▶ COMPITO SCRITTO 1
Indica se ciascuna affermazione concorda con il testo sulle startup riportato più sotto, rispondendo sì o no e citando alla lettera le parole decisive: (a) il fondo centrale di garanzia vale 200 milioni di euro; (b) per il testo i provvedimenti bastano a sostituire la politica industriale; (c) nel 2010 il governo precedente restò senza ministro dello sviluppo per 153 giorni.

▶ TESTO ESTRATTO
Vanno bene le startup ma servirebbe una forte politica industriale e di ricerca

E alla fine ci siamo arrivati, ecco il piano di sviluppo prodotto dal governo  e basato sulle startup (che poi vorrebbe dire nuove imprese innovative). Il Ministro Passera prima dell’approvazione in Consiglio di Ministri, ne ha parlato in maniera quasi entusiasta: “le start-up benzina per l’intero paese”,  “con le start-up rilanciamo l’occupazione

Il decreto porta con sé alcune norme interessanti come la possibilità di accedere al “fondo centrale di garanzia” (200 milioni di €), incentivi all’investimento in start-up, semplificazione per avere finanziamenti privati (crowfunding), possibilità di usare le quote sociali per finanziarsi o per pagare i collaboratori, contratto di lavoro determinato agevolato, norme semplificate per chiudere la società se va male.
I provvedimenti sono benvenuti ma evitiamo i sensazionalismi: questo non basta per surrogare una crescita che non c’è oppure per sostituire la politica industriale che manca da troppo tempo (basti pensare al governo precedente che restò senza ministro dello sviluppo per 153 giorni nel 2010.

▶ COMPITO SCRITTO 2
Restituisci tutte le righe dei record che contengono la parola "duck".

▶ Record del dataset sulla posizione degli oggetti
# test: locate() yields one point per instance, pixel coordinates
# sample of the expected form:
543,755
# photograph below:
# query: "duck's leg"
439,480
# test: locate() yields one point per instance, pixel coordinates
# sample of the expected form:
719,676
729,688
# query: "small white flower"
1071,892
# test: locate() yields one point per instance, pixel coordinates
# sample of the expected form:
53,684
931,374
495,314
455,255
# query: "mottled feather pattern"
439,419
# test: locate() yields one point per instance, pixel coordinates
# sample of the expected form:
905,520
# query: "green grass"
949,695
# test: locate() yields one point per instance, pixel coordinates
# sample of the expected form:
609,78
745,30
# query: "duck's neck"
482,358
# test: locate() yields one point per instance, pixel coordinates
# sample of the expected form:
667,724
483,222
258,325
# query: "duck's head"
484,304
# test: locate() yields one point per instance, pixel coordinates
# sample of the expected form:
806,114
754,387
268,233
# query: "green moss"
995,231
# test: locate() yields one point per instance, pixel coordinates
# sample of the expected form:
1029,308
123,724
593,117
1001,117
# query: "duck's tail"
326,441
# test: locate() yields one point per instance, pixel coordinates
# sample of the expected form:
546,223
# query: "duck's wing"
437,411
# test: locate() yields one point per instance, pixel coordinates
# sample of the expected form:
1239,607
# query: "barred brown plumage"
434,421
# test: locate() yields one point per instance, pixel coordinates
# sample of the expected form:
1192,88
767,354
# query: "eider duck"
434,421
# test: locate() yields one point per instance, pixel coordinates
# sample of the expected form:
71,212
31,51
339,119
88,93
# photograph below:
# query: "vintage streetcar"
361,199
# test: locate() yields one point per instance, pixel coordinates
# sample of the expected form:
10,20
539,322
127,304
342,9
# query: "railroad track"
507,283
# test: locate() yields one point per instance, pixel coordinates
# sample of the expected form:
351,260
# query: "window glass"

▶ RISULTATO 1
(a) Sì: "“fondo centrale di garanzia” (200 milioni di €)".
(b) No: "questo non basta per surrogare una crescita che non c’è oppure per sostituire la politica industriale che manca da troppo tempo".
(c) Sì: "restò senza ministro dello sviluppo per 153 giorni nel 2010".

▶ RISULTATO 2
# query: "duck's leg"
# query: "duck's neck"
# query: "duck's head"
# query: "duck's tail"
# query: "duck's wing"
# query: "eider duck"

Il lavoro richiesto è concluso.